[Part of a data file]
------

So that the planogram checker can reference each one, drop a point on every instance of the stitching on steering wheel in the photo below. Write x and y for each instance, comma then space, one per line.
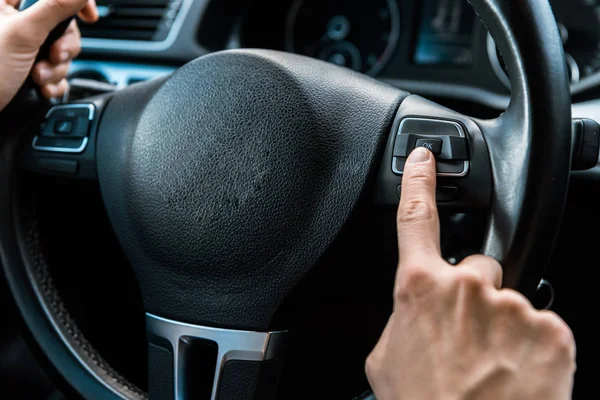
76, 340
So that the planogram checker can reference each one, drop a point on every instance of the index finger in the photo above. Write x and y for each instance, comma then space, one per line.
418, 221
89, 12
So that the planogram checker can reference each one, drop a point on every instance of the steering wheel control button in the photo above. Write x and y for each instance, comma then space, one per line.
443, 194
433, 145
447, 140
57, 165
65, 129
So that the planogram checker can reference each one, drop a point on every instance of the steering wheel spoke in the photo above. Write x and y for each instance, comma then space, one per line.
64, 143
190, 361
464, 171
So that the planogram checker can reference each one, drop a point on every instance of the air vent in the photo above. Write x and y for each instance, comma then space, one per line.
147, 20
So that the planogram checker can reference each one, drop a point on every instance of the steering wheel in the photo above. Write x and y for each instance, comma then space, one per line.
227, 181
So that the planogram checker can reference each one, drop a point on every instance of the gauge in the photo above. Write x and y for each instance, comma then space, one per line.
579, 27
354, 34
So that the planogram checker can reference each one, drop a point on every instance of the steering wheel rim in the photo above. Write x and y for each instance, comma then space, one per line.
539, 112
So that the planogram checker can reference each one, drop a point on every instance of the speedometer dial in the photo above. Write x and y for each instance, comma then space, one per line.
354, 34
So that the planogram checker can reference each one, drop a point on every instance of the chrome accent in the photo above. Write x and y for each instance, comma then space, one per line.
495, 61
232, 345
84, 141
461, 133
79, 149
574, 68
118, 73
137, 45
499, 71
90, 107
452, 91
545, 283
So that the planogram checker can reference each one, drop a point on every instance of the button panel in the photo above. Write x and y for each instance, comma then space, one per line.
446, 140
433, 145
65, 129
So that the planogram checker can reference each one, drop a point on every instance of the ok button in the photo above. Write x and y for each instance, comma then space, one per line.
433, 145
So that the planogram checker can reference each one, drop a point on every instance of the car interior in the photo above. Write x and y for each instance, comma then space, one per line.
210, 211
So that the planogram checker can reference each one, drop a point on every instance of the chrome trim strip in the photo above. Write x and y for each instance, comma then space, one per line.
79, 149
137, 45
90, 108
119, 73
495, 61
232, 345
461, 133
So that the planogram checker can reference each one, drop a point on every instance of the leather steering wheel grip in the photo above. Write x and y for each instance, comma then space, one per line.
530, 144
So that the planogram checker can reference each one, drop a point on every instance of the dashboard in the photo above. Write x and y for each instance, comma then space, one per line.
436, 48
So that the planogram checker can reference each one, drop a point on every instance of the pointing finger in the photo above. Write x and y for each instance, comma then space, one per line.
418, 221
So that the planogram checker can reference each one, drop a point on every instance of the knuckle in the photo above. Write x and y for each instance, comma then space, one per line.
511, 302
55, 4
415, 281
469, 278
416, 210
558, 333
373, 363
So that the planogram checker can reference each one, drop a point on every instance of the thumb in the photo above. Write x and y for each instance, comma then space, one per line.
43, 16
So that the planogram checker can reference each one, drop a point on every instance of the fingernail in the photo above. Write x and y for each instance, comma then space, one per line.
419, 155
45, 74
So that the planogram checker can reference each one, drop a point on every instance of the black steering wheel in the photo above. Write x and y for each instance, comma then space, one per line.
227, 181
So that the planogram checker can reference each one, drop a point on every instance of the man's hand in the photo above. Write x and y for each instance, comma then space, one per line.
454, 334
23, 33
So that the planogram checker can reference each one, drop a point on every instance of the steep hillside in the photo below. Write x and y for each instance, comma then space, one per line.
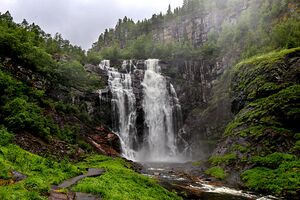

------

(TASK GOAL) Rewrite all of the lines above, substituting "place a marker" for every occurrence of "drop a point" and keeping everything else the same. Leave the pictures out of your answer.

(EXERCISE RESPONSE)
So that the planogram checker can reference each one, place a marker on every instance of the stitching on steering wheel in the photo below. Write x and y for each instance, comma then space, one per line.
76, 340
So that the planogram checker can reference each one, place a marker on every instance of the index finger in the photo above. Write x and y for each instance, comma then space, one per line.
418, 221
89, 12
So that the planogram checker can reference each one, place a marker on every instance of the steering wheel control button in the photo above. Write x and y for each instance, comma then space, one per line.
443, 194
433, 145
447, 140
57, 165
65, 129
So that the planogram checker can reference each one, place a marker on every instance of the steering wheel spoke in the photo above. Write x and y for each instance, comma then space, one per line.
64, 143
190, 361
464, 171
So that the planogram checker can reference each one, place a marker on every instance of the air vent in the photo above. Write x and y for each instance, comma then space, one per line.
147, 20
So that the planogram checker can reference each one, place a marker on every instance of the steering wheel in the photo above. Write x and y for each instance, comma then space, one per line.
227, 181
So that the planogram checker can reference each one, place a marker on every instance of the gauge in the photo above. Write x and y for each instance, comma then space, one per line.
579, 27
354, 34
So that the planogram checker can reference each one, place a marker on every instance of the steering wheel rim in the photo above. Write x and y for each instance, comma then space, one per line.
539, 112
So that the planogram checker can reference each one, place a marker on every instance of the speedometer dial in the photo above. Write x and y for each instance, comma then space, one per line.
354, 34
So that the planogram checker can reference each one, place a marker on every instance of the chrome accent in the photo above. Write x and y for each instance, comma then space, one per line.
495, 61
232, 345
84, 141
461, 133
79, 149
574, 68
118, 73
137, 45
499, 71
90, 107
452, 91
545, 283
So that the planogram checker can reference each one, place a marker on every instance of the button panel in the photo above. Write x and y for each instance, comma then space, one per line.
446, 140
433, 145
65, 129
So that the planogram checker can reference each one, place a marker on every instance of the ok button in the photo above. Write x and y for each instance, comma then space, one per line.
433, 145
So that the planogram checker can reference each one, place a marker on every instance of the car interior in the photo above. Write x and y for each instance, comma then space, one per line.
210, 211
So that the planogram checker can reference each one, place a marker on every instance of the chrome trim strip in the photo above. Write x and y for each instance, comma then space, one per line.
79, 149
137, 45
90, 108
119, 73
495, 61
232, 345
461, 133
So that the planogram checker can reference each one, place a marker on every instance of the leather steering wheel grip in the photo above. Write x and y for each instance, comma then space, one per line.
530, 144
So that the planogram checker can reference each one, place a marker on every instance of the dashboard in the photo above. Write x and y for each instance, comma then space, one per line.
436, 48
So that the planogram checker can reference each one, place a marker on every instance of the pointing finger in the photo above. Write x and y for each instance, comma then space, one per line.
418, 221
So that the planogram checker can reference each one, place a marker on every instance of the knuckle in the photo above. Write x and y for each instance, comma then space, one per line.
511, 302
55, 4
415, 281
469, 278
416, 210
558, 333
373, 363
So that the planogram checker can reference each one, place a marker on every instance of the thumb in the photo above. Write x and y for each instance, comma then space, one per line.
43, 16
So that the planogram checker can reference each one, place a marker on every instance of the fingernail in the photo above. Write x and y for each instance, comma then space, one per line.
419, 155
45, 74
So that the planogram checker can reference each one, place a marker on every instance of the black steering wheel in the photo above. Write x and y for each instance, comma then space, one per line.
227, 181
So that the planogram checker can reference each one, place a marker on every instance of the man's hand in the photo above. Write x and y for each instance, comma then space, one per line.
454, 334
23, 33
So that the planogram checker can reference each one, place a marker on every instance of the steep hillside in the photo below. Write x and y for each instance, comma then space, one per line.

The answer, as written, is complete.